■ **WORK TO BE COMPLETED**
Quote word for word the stretch of rows below, from the line containing "Practice. Indicate each instance of the coniferous" through the last line of the rows.
+---+
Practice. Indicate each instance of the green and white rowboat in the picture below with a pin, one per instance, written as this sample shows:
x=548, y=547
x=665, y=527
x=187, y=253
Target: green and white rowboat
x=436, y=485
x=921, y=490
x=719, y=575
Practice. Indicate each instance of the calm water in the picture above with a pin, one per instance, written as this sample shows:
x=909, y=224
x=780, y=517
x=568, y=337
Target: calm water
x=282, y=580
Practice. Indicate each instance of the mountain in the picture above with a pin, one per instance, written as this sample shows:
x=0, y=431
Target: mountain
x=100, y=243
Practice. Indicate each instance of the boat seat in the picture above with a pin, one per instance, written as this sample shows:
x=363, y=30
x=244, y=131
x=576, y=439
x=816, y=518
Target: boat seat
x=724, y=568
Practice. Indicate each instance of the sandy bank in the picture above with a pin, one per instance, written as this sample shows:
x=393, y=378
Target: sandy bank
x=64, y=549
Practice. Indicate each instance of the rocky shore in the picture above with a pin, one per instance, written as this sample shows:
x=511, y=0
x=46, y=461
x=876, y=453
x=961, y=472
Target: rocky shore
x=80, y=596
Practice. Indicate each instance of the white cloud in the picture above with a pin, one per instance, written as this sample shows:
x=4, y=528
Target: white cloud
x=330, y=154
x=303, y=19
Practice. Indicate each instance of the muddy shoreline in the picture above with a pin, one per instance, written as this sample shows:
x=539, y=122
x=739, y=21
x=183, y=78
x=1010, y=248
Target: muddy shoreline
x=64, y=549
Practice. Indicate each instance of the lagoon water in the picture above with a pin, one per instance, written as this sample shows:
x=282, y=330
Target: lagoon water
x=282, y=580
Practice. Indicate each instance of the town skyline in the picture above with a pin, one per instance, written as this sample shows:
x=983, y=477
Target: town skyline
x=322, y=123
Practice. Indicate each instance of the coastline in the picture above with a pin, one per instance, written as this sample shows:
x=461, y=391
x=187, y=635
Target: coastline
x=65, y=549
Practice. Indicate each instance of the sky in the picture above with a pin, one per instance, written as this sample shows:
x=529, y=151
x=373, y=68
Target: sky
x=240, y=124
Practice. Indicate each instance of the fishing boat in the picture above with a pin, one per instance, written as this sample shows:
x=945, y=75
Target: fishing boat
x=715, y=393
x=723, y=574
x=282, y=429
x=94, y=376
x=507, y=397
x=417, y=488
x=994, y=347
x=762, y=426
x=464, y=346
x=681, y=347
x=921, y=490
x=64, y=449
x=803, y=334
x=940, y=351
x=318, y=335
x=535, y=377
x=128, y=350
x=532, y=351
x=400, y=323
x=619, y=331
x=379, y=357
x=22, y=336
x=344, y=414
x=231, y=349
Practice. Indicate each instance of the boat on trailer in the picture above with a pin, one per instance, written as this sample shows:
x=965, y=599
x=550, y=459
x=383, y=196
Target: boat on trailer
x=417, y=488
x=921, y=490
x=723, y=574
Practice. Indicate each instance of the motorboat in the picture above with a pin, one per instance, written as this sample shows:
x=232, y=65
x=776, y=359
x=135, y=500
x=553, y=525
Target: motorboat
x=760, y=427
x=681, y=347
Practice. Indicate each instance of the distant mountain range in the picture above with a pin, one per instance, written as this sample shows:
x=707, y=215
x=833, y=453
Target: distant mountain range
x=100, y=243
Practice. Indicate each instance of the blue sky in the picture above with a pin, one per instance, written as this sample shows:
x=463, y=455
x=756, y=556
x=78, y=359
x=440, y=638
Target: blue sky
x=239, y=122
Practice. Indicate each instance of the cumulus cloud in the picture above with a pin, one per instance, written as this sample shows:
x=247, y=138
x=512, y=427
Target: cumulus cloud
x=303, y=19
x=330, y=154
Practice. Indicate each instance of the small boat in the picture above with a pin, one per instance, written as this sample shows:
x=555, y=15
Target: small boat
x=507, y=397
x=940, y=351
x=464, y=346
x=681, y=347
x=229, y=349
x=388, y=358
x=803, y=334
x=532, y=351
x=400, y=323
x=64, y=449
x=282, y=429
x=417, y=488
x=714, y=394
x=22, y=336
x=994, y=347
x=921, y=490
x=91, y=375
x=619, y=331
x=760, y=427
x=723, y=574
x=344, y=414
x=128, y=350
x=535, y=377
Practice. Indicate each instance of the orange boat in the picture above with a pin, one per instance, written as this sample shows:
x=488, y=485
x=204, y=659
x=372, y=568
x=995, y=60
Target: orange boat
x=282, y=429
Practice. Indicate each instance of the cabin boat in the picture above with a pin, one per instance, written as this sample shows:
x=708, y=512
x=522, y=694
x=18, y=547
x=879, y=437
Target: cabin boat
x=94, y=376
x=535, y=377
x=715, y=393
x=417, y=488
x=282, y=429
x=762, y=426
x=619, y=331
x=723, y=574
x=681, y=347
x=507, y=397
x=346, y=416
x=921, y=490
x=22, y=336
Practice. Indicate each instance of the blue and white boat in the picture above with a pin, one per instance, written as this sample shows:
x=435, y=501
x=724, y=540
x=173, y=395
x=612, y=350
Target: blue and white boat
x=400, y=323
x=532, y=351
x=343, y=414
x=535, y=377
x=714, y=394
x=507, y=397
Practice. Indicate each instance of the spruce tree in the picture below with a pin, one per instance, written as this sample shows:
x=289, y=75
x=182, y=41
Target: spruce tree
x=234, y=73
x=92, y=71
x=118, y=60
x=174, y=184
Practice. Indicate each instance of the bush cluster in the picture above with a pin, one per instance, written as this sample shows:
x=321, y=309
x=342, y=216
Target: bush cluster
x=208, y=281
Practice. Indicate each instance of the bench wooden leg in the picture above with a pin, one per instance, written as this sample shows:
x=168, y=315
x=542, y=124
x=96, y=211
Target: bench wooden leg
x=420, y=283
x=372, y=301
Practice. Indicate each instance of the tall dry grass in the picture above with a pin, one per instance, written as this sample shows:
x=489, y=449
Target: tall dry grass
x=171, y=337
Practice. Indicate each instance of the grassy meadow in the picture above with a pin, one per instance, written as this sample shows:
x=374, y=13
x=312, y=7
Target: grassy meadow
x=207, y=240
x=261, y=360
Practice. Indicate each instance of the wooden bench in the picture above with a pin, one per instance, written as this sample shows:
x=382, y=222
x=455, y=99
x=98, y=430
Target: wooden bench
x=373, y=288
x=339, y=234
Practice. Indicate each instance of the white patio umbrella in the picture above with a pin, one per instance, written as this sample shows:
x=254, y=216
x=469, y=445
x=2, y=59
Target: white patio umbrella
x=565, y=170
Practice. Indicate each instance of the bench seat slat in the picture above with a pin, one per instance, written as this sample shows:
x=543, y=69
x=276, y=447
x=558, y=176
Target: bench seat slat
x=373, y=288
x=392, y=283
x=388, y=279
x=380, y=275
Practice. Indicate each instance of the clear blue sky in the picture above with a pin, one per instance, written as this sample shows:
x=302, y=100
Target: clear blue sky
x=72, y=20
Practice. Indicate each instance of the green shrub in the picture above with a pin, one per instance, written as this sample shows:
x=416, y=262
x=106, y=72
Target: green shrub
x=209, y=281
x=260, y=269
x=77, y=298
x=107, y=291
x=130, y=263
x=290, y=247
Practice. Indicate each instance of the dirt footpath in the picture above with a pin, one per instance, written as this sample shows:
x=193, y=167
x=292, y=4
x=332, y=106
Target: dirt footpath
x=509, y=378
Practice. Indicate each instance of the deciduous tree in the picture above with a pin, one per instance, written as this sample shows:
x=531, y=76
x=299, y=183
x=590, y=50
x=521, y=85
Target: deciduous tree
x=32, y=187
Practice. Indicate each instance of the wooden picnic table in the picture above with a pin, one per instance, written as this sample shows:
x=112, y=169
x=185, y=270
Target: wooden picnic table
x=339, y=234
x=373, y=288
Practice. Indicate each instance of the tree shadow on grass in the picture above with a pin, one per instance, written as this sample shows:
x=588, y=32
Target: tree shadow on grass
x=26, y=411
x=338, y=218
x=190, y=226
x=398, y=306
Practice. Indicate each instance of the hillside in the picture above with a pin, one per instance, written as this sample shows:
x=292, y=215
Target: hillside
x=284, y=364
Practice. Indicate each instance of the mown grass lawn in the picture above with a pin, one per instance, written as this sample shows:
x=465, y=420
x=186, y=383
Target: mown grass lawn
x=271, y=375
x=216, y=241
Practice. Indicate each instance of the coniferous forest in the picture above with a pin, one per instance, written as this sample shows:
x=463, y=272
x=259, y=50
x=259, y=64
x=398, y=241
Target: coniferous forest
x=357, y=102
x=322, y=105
+---+
■ **EXERCISE ANSWER**
Practice. Indicate each instance of the coniferous forest in the picture above with a pin, one per instance, written as this sample shows:
x=463, y=272
x=259, y=50
x=259, y=64
x=398, y=241
Target: coniferous forest
x=357, y=102
x=322, y=105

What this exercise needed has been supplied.